TEXT PASSAGE Block Start

The employer Niantic Operating Company, doing business as Bride Brook Nursing & Rehabilitation Center, argued they had the right to withdraw the offer because federal law supersedes state law, therefore, the plaintiff, Katelin Noffsinger, had no grounds to sue the company for revoking the offer she had already accepted.

Bride Brook had claimed that they were protected from legal action under the federal Controlled Substances Act (CSA), the federal Food, Drug, and Cosmetic Act (FDCA), and argued that the anti-discrimination employment provision under the state’s the Palliative Use of Marijuana Act (PUMA) violated the Americans with Disabilities Act.

In his decision, Judge Jeffery Alker Meyer ruled that neither the CSA nor FDCA have jurisdiction over employment law; and the CSA “does not make it illegal to employ a marijuana user.”

“Like the CSA, however, the FDCA does not purport to regulate employment, and my focus here is limited to the validity of PUMA’s anti-discrimination-in-employment provision,” Meyer wrote. “Because [the provision] neither conflicts with nor poses an obstacle to the goals of the FDCA, I conclude that the FDCA does not preempt [the provision].”

Meyer called Bride Brook’s claims that PUMA violates the ADA “counterintuitive” and “crafted in order to make clear that the ADA does not extend its protections to persons who use illicit drugs or alcohol.”

TEXT PASSAGE Block End

▶ **TASKS TO CARRY OUT**
A - Rewrite the paragraph of the Bride Brook ruling passage that begins "Bride Brook had claimed" as a short bulleted list, keeping its main facts.
B - List every law that the Bride Brook ruling passage names.
C - Reproduce, word for word, the stretch of the Bride Brook ruling passage from "Bride Brook had" through "with Disabilities Act.".

RECORDS SHOWN Block Start

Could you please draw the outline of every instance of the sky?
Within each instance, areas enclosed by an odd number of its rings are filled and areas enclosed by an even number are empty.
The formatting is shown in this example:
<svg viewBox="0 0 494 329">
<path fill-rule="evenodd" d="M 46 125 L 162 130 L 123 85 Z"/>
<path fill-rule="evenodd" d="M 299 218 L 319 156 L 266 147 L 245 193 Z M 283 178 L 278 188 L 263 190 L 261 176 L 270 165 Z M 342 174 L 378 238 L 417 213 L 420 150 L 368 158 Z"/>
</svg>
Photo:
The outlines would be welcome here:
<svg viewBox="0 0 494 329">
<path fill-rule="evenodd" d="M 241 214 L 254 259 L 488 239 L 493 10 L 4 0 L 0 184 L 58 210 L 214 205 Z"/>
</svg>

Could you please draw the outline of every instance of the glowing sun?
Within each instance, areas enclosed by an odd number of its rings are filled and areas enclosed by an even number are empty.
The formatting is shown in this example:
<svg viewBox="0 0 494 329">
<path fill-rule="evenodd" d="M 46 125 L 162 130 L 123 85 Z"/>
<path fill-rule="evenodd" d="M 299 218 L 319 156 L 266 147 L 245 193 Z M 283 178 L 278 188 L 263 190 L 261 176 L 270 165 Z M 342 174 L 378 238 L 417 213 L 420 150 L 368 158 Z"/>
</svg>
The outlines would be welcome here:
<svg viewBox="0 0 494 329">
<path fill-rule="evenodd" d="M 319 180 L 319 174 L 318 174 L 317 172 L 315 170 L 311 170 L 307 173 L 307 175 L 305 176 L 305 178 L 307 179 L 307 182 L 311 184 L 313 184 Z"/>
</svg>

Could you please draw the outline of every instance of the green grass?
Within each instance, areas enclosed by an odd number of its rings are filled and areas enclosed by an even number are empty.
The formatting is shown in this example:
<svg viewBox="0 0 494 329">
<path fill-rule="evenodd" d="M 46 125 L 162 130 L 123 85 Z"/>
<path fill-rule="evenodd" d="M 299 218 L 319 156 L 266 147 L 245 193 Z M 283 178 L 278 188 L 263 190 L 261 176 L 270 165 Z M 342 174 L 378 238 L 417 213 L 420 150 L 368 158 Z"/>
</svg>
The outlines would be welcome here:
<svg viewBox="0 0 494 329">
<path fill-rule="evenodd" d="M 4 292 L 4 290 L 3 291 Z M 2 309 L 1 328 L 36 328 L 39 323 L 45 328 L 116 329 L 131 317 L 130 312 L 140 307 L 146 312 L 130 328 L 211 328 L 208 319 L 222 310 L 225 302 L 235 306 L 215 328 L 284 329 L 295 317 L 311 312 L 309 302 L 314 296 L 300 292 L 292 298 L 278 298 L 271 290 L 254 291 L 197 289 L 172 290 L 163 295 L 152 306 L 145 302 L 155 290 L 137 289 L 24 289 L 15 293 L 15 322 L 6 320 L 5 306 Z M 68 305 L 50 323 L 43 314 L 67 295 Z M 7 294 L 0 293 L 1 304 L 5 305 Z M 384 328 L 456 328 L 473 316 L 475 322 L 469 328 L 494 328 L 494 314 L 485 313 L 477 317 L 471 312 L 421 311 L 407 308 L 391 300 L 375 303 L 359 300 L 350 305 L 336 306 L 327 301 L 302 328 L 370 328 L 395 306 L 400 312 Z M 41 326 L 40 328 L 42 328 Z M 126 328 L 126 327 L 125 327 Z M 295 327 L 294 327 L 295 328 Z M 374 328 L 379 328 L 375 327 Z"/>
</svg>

RECORDS SHOWN Block End

▶ **LIST OF SOLUTIONS**
A -
- Bride Brook claimed protection from legal action under the federal Controlled Substances Act (CSA).
- It also claimed protection under the federal Food, Drug, and Cosmetic Act (FDCA).
- It argued that the anti-discrimination employment provision in the state's Palliative Use of Marijuana Act (PUMA) violated the Americans with Disabilities Act.

B -
- Controlled Substances Act (CSA)
- Food, Drug, and Cosmetic Act (FDCA)
- Palliative Use of Marijuana Act (PUMA)
- Americans with Disabilities Act (ADA)

C -
Bride Brook had claimed that they were protected from legal action under the federal Controlled Substances Act (CSA), the federal Food, Drug, and Cosmetic Act (FDCA), and argued that the anti-discrimination employment provision under the state’s the Palliative Use of Marijuana Act (PUMA) violated the Americans with Disabilities Act.